_What to work on_
Copy the digital divide text between "These three simple" and "residents do not have internet access.", inclusive, changing "internet access" to "broadband access" wherever it occurs.

The digital divide.
These three simple words were unfamiliar to so many before March of 2020.
Then came COVID-19, and these three words became an important topic of conversation.
According to Stanford University, “the idea of the digital divide refers to the growing gap between the underprivileged members of society, especially the poor, rural, elderly, and handicapped portion of the population who do not have access to computers or the internet; and the wealthy, middle-class, and young Americans living in urban and suburban areas who do have access.”
Recent research conducted by CNN discovered that nearly 15% of American households do not have internet access. Things are even more challenging for Milwaukee residents:
- In Milwaukee, 23% residents do not have internet access.
- There is a direct link between household income and internet access.
- We know that access disparities are more prominent for people of color and individuals with lower education levels.
COVID-19 has opened our eyes to how important technology and internet service is to our community. Lower-income Americans who used the internet at their offices, schools, and libraries have been left unplugged while they are staying at home.

_Dataset entries_
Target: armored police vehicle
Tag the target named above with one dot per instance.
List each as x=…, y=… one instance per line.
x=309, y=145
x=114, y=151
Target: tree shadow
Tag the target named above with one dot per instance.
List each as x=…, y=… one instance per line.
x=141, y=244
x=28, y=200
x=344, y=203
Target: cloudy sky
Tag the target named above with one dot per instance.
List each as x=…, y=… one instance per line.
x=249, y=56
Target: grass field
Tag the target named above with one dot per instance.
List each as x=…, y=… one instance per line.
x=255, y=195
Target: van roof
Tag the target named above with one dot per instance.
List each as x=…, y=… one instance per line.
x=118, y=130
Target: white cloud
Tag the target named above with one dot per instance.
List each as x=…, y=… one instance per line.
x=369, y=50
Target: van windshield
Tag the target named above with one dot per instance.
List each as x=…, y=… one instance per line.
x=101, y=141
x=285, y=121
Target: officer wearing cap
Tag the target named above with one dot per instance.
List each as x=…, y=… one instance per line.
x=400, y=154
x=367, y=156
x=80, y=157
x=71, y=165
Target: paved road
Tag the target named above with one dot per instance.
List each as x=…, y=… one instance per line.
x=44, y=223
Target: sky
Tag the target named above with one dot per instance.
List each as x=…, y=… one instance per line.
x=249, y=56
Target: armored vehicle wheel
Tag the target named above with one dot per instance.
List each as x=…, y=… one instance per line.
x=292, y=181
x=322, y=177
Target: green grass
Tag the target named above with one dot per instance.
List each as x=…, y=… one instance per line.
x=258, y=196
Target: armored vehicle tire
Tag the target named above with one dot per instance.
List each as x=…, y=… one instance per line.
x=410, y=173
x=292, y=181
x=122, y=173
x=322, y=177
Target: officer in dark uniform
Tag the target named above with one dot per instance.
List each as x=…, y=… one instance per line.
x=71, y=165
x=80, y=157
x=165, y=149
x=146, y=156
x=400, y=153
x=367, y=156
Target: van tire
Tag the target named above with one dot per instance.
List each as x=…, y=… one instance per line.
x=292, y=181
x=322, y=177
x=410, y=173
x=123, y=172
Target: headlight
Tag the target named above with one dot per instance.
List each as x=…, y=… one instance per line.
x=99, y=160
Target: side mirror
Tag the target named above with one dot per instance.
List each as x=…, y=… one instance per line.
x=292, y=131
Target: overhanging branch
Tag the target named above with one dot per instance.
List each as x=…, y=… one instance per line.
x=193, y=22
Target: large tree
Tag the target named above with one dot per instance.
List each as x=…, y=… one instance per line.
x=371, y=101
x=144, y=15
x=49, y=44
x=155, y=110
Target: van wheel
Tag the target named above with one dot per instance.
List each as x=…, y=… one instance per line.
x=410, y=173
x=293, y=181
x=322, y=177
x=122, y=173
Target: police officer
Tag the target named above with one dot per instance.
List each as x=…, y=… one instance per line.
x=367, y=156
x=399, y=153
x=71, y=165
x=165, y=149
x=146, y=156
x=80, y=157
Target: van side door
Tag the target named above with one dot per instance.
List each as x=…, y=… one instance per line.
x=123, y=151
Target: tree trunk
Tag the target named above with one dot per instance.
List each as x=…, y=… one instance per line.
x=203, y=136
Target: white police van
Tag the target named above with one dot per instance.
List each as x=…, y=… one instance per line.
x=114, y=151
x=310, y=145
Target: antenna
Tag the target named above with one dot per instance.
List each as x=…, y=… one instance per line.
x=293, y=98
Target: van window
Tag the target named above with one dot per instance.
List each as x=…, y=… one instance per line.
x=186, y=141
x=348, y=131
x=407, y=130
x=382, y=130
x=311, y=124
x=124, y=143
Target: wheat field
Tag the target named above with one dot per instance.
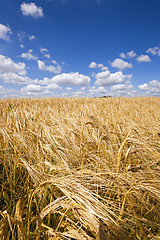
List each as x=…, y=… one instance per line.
x=86, y=168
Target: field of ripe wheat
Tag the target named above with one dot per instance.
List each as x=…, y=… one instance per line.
x=80, y=168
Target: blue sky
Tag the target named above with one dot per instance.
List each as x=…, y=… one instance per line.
x=80, y=48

_Your solution_
These three simple words were unfamiliar to so many before March of 2020.
Then came COVID-19, and these three words became an important topic of conversation.
According to Stanford University, “the idea of the digital divide refers to the growing gap between the underprivileged members of society, especially the poor, rural, elderly, and handicapped portion of the population who do not have access to computers or the internet; and the wealthy, middle-class, and young Americans living in urban and suburban areas who do have access.”
Recent research conducted by CNN discovered that nearly 15% of American households do not have broadband access. Things are even more challenging for Milwaukee residents:
- In Milwaukee, 23% residents do not have broadband access.